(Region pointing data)
- - - -

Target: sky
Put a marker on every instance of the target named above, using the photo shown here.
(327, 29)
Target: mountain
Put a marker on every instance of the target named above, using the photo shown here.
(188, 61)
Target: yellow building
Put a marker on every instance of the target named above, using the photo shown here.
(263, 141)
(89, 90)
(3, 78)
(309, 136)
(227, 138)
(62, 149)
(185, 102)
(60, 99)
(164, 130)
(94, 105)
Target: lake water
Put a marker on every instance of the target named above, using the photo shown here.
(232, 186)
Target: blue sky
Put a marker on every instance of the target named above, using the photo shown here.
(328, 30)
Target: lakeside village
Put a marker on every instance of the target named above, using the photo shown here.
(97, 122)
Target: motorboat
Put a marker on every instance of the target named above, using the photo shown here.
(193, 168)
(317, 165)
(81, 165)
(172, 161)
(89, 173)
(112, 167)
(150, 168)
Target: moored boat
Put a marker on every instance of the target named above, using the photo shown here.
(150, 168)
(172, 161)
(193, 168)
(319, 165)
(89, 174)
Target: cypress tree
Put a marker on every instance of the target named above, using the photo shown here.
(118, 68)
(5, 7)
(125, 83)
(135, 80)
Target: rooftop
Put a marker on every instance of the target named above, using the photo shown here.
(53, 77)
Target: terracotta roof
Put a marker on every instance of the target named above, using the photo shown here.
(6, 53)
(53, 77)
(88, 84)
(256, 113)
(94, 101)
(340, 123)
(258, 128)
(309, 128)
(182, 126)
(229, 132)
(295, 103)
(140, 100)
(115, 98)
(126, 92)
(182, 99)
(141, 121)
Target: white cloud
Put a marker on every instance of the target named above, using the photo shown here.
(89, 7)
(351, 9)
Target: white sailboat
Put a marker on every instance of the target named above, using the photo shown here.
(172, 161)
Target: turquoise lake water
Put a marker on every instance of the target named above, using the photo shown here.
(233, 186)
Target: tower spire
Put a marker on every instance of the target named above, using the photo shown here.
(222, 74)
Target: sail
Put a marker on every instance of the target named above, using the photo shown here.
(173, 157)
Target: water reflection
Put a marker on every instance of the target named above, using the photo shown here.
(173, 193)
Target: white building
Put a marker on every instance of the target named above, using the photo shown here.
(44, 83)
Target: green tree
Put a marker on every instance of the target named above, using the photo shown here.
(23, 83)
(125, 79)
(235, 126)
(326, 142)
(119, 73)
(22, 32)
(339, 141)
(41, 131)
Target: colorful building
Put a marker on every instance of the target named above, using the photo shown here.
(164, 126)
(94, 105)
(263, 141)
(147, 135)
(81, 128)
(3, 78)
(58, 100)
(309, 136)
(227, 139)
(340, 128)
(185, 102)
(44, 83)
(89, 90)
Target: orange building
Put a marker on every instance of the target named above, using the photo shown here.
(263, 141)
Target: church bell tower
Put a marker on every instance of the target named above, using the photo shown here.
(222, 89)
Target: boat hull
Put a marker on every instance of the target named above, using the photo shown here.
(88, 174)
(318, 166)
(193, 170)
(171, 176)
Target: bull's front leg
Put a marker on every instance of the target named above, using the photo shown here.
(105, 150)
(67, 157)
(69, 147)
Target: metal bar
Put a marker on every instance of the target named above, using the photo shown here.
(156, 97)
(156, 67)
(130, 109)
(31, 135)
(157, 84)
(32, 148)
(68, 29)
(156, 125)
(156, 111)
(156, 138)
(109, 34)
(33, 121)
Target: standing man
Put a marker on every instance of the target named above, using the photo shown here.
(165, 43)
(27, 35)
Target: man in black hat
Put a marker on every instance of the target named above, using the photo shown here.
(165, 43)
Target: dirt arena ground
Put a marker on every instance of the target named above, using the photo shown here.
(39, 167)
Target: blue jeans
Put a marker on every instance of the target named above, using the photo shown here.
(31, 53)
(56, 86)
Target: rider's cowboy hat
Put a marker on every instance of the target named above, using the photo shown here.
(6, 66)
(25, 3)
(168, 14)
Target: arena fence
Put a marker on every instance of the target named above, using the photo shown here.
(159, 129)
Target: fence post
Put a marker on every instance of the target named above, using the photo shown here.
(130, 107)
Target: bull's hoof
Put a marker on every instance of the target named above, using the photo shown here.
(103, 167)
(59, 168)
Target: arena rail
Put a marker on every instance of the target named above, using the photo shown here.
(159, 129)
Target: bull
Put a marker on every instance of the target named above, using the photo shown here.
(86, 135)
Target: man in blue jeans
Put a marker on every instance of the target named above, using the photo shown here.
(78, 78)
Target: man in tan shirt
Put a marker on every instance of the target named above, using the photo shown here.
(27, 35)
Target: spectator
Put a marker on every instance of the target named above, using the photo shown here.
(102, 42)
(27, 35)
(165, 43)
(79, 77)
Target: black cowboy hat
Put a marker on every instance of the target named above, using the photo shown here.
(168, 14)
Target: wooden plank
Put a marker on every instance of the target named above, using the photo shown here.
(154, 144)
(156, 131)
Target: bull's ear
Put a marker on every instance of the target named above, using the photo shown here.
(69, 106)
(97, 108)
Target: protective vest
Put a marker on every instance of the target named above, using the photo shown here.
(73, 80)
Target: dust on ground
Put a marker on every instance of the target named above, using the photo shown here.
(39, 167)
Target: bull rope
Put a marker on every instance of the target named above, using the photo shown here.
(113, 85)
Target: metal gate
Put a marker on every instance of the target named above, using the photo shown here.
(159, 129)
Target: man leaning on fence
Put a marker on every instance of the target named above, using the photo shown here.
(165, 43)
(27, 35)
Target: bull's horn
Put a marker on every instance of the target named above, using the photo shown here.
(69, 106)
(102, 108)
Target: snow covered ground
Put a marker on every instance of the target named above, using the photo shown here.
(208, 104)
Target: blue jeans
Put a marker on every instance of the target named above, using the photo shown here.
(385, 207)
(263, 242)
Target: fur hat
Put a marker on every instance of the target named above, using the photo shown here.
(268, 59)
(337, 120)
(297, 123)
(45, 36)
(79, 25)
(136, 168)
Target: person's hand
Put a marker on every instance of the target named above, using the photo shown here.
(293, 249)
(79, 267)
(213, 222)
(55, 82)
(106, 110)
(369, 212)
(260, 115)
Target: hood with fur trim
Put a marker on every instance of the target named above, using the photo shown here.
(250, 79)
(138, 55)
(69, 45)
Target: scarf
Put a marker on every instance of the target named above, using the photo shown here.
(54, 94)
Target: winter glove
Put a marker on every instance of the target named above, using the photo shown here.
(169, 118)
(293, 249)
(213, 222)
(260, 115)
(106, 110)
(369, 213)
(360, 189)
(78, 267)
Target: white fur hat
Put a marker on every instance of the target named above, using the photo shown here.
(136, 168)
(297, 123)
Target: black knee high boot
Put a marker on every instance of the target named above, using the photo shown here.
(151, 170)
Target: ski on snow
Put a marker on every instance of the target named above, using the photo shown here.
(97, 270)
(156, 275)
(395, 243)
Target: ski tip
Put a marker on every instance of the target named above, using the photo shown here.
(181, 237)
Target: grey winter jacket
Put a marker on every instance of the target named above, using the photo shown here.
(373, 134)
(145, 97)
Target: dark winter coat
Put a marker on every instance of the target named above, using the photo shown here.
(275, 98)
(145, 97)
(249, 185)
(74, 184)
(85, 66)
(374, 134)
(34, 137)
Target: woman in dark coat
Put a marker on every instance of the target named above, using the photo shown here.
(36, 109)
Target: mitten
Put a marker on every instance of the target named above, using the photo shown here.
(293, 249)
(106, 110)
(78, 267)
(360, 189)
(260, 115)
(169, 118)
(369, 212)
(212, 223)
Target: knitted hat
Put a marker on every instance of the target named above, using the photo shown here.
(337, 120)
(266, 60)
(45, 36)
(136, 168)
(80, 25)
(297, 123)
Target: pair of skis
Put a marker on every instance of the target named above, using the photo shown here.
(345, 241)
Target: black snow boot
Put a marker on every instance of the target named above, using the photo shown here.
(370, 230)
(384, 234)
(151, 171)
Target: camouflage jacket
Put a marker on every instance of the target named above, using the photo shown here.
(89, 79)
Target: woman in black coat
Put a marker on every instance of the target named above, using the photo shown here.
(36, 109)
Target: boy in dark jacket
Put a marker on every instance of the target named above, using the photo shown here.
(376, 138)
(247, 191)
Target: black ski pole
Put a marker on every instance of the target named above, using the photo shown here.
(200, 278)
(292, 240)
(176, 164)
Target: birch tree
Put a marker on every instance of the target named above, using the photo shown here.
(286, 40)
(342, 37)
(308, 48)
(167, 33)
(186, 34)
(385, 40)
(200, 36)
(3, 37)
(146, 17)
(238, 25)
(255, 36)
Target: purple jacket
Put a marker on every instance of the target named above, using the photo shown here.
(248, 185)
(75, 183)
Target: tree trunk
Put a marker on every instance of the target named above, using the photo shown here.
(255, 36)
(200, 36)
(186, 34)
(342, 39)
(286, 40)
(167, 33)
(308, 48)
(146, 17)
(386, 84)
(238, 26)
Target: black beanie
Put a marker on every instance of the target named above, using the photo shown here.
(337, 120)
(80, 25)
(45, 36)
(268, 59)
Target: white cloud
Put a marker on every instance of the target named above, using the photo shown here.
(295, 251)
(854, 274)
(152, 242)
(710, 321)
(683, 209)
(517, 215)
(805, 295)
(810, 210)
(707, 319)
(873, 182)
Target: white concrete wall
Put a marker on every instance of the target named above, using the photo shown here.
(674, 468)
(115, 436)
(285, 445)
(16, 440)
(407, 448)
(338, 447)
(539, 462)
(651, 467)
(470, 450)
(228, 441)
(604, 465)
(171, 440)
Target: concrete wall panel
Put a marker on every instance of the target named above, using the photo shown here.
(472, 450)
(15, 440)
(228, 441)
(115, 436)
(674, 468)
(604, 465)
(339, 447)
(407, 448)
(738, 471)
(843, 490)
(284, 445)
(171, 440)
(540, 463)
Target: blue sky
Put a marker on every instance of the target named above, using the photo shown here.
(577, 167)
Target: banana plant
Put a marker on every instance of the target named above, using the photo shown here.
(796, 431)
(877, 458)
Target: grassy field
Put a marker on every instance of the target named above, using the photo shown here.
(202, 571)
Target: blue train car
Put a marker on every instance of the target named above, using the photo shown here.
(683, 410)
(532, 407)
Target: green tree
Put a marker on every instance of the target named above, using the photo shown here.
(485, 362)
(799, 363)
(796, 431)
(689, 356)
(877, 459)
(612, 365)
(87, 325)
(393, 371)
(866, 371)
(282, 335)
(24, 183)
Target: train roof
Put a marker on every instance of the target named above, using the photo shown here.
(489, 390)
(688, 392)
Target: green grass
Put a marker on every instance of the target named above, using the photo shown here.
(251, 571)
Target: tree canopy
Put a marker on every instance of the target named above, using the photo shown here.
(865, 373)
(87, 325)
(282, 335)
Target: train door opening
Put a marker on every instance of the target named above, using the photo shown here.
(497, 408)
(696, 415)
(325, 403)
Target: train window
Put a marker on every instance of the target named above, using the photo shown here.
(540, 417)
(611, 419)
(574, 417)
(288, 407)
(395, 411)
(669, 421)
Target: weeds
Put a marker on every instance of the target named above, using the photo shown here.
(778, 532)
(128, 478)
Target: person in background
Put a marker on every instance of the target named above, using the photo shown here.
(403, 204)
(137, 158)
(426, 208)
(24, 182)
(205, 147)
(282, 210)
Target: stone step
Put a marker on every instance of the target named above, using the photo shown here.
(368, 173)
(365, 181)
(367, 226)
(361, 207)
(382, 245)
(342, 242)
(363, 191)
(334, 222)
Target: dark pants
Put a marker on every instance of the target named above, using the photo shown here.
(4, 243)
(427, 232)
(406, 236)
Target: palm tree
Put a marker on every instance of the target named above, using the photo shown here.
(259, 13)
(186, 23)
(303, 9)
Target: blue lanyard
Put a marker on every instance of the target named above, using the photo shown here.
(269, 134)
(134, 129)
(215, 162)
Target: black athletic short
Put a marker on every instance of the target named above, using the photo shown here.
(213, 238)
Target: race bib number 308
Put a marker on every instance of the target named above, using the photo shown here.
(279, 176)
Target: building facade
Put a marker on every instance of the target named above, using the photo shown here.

- - - -

PROBLEM DETAILS → Looking at the entries above, say how many lines contain the word "fence". Only the number is wanted.

TASK RESPONSE → 3